How to demultiplex a count matrix and convert it to Cellenics®-compatible 10X files
Demultiplexing is the process of separating sequenced single-cell RNA-sequencing (scRNA-seq) reads for each sample into separate files. To load your data into the Biomage-hosted community instance of Cellenics®, you'll need the raw count matrices in the shape of three files: barcodes.tsv, features.tsv and matrix.mtx files. This is a common data type processed by 10x Cell Ranger. For every sample, you'll need a different set of files, and each set of files should be in a separate folder with the sample name.
The following notebook shows a brief tutorial written in R to demultiplex a count matrix stored in a R data files (.rds) object and convert it to 10x files, which can be directly uploaded to the Biomage-hosted community instance of Cellenics®.
In this tutorial, we will use data available here: https://lambrechtslab.sites.vib.be/en/single-cell.
Please, note that in this case, the .rds file stores a count matrix, but it can potentially store many different types of data, such as a Seurat object, or a SingleCellExperiment object. This tutorial is intended as an example that can be used as a walkthrough for similar cases.
We recommend reading the .rds file with R as illustrated in this tutorial but then looking carefully at the class of the object and at its data structure. If you are dealing with an object different from the one used in this tutorial, and you're not sure how to convert it, please contact the Biomage team via the community forum (https://community.biomage.net/), and we'll be happy to assist you.
Now let's jump into our data!
1. Load data and check data structure
Set working directory and load rds object:
setwd("/Your/Directory")
data.count <- readRDS("1867-counts_cells_cohort2.rds")
IMPORTANT: Check the class of the object stored in the .rds file. Please note that if you are using a different .rds file, and the class of the object is not "dgCMatrix", this script won't work. If you're not sure how to convert it, please contact the Biomage team via the community forum (https://community.biomage.net/), and we'll be happy to assist you.
class(data.count)
Install and load required package:
if (!require("BiocManager", quietly = TRUE))
install.packages("BiocManager")
BiocManager::install("DropletUtils")
library("DropletUtils")
Looking at data structure we can see that this is a dgCMatrix with gene symbols as rownames and cell barcodes as colnames:
str(data.count)

§ **Your objective**
How would you put this sentence from the demultiplexing tutorial into Spanish: "Demultiplexing is the process of separating sequenced single-cell RNA-sequencing (scRNA-seq) reads for each sample into separate files." The records come from a separate source.

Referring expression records
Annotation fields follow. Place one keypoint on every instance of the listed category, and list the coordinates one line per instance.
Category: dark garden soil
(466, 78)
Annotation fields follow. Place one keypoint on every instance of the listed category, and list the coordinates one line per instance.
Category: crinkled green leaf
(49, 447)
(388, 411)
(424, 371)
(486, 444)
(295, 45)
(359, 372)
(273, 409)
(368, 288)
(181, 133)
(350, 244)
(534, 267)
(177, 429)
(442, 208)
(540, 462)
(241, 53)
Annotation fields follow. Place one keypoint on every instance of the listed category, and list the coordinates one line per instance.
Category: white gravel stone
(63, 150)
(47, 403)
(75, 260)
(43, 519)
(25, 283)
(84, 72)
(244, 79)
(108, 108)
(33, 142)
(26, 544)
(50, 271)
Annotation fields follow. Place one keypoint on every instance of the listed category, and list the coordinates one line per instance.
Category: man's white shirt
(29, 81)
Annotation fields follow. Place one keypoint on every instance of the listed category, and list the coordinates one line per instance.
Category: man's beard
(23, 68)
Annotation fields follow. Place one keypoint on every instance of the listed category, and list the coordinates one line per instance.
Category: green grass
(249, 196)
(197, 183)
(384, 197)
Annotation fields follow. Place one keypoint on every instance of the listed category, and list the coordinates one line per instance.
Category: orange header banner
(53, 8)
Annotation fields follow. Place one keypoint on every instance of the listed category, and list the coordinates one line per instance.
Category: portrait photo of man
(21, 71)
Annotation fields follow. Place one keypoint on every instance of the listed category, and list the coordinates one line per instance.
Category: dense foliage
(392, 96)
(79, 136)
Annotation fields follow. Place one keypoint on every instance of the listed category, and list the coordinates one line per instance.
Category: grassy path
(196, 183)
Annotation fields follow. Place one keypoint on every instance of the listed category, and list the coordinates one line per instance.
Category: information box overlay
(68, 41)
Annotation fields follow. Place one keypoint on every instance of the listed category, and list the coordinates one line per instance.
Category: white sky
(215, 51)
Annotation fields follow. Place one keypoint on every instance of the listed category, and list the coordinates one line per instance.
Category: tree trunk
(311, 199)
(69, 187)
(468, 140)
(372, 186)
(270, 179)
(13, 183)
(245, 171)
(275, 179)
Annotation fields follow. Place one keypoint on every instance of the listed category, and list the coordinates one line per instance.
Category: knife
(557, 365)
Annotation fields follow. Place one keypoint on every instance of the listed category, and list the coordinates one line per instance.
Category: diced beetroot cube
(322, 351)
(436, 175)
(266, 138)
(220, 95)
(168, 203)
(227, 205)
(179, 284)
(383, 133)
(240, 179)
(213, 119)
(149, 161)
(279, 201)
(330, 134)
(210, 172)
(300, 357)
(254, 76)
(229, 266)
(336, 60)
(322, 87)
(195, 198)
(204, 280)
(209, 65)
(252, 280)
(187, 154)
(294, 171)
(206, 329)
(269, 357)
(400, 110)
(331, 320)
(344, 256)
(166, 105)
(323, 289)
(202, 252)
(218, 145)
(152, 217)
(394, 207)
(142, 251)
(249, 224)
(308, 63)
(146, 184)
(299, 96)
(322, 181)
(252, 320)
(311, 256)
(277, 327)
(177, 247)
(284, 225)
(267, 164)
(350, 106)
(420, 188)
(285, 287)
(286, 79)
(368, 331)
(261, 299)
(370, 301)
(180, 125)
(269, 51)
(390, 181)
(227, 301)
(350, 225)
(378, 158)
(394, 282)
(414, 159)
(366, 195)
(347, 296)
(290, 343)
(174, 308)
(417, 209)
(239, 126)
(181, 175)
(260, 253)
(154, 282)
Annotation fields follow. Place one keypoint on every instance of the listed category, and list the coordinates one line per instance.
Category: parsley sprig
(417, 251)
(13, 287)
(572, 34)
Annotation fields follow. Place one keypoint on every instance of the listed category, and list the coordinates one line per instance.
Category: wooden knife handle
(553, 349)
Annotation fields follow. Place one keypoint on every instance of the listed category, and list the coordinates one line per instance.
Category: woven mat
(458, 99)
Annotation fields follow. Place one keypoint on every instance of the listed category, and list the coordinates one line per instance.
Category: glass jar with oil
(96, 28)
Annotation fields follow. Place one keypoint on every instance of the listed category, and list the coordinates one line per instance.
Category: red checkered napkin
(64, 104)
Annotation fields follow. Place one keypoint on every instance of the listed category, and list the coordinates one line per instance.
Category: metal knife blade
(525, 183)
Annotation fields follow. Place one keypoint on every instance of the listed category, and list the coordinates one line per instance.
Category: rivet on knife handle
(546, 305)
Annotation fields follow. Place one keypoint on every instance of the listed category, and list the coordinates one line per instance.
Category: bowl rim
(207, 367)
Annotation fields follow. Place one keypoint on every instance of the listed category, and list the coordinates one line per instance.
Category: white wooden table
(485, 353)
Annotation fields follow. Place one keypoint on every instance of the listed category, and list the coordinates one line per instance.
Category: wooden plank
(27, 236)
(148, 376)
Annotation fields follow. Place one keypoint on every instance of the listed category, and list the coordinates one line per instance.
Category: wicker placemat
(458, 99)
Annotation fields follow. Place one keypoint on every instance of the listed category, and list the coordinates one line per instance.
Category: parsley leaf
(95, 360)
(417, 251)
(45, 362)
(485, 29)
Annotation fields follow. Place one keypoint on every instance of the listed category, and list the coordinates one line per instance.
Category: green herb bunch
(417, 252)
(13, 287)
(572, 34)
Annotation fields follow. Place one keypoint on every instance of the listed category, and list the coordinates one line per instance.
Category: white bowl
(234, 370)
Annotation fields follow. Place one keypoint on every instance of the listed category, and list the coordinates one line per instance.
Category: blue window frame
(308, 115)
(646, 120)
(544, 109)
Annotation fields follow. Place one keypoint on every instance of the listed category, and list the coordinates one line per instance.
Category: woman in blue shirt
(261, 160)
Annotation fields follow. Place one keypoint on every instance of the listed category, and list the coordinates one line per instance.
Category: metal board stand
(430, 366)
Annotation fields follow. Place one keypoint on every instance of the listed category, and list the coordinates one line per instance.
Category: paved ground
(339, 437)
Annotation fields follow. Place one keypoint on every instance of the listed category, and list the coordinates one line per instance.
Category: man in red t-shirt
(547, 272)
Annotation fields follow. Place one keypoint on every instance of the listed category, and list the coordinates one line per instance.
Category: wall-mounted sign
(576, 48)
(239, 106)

§ **Expected output**
La demultiplexación es el proceso de separar las lecturas secuenciadas de secuenciación de ARN de célula única (scRNA-seq) de cada muestra en archivos distintos.